(Stored data entries)
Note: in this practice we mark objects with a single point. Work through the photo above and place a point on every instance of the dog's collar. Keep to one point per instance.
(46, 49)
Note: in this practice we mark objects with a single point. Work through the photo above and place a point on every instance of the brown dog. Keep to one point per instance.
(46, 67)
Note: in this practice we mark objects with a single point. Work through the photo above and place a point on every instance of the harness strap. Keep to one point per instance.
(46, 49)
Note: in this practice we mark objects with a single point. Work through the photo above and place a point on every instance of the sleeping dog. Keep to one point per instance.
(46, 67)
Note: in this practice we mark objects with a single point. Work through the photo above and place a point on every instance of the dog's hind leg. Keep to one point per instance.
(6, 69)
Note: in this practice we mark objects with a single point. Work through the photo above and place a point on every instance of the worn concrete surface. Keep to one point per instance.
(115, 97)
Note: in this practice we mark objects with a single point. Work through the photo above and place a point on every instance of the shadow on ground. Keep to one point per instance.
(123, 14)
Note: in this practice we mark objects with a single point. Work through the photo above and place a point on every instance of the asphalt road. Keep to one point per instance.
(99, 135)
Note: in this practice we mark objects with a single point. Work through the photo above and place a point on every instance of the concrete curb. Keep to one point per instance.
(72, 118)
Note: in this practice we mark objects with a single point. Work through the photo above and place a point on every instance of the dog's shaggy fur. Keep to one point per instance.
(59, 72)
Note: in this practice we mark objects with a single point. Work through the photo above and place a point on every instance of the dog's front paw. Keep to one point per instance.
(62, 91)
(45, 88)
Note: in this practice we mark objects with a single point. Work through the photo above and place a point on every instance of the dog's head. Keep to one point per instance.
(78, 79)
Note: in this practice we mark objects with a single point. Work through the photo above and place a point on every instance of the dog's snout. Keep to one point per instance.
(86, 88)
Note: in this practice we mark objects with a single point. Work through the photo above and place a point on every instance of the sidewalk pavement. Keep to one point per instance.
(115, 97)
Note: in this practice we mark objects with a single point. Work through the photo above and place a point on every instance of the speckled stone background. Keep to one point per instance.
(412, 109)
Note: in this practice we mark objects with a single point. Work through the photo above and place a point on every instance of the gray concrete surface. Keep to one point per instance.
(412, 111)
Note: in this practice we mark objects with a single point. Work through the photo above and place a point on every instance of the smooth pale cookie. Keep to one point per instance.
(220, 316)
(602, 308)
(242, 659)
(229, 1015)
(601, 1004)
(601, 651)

> _Prompt_:
Repeat the whole of the data verbatim, as it reads above.

> _Exercise response_:
Note: in this practice we mark objects with a single point. Work through the photo above and place a point on every instance of the dog's collar. Keep to one point per instance.
(46, 49)
Note: in this practice we mark objects with a single point. Work through the photo above and place a point on every instance of the brown dog. Keep to one point per instance.
(46, 67)
Note: in this practice we mark objects with a single point. Work through the photo above and place a point on every instance of the harness strap. Keep to one point per instance.
(46, 49)
Note: in this practice we mark objects with a single point. Work through the photo above and place a point on every instance of the sleeping dog. Keep to one point per instance.
(46, 67)
Note: in this practice we mark objects with a single point. Work through the photo above and place a point on every instance of the dog's hind leg. Keep to one point per instance.
(6, 69)
Note: in this practice we mark objects with a single point. Work through the photo above and place a point on every instance of the worn concrete surface. Keep to one point per instance.
(115, 97)
Note: in this practice we mark objects with a single point. Work through the photo above and place a point on every instance of the shadow on ground. Keep to one point per instance.
(123, 14)
Note: in this practice we mark objects with a single point. Work through the photo above and place a point on every instance of the asphalt road. Keep to one point per instance.
(99, 135)
Note: in this practice we mark objects with a single point. Work through the photo above and place a point on every instance of the concrete curb. Keep to one point per instance.
(72, 118)
Note: in this practice we mark objects with a single point. Work through the photo above and place a point on every instance of the dog's shaggy fur. Keep to one point per instance.
(59, 72)
Note: in this practice we mark objects with a single point. Work through the photo above and place a point on every instance of the dog's front paw. Keep to one point per instance.
(62, 91)
(45, 88)
Note: in this practice we mark objects with a single point. Work through the photo above and place a point on every instance of the dog's head. Keep to one point per instance.
(78, 79)
Note: in this practice we mark objects with a single point. Work through the photo above and place a point on every instance of the dog's snout. Keep to one point per instance.
(86, 88)
Note: in this practice we mark objects with a single point. Work through the photo above and place a point on every instance of the sidewalk pavement. Keep to one point per instance.
(115, 97)
Note: in this practice we mark objects with a single point. Work through the photo above and place a point on every instance of the speckled stone background. Keep to one point per instance.
(412, 109)
Note: in this practice we mark objects with a single point. Work through the photo above and place a point on every instance of the gray concrete surface. Keep to one point per instance.
(412, 111)
Note: in this practice we mark objects with a single point. Work through the photo above and place a point on every instance of the smooth pale cookie. Keep to one point per instance.
(220, 316)
(602, 308)
(242, 659)
(229, 1015)
(601, 1004)
(601, 651)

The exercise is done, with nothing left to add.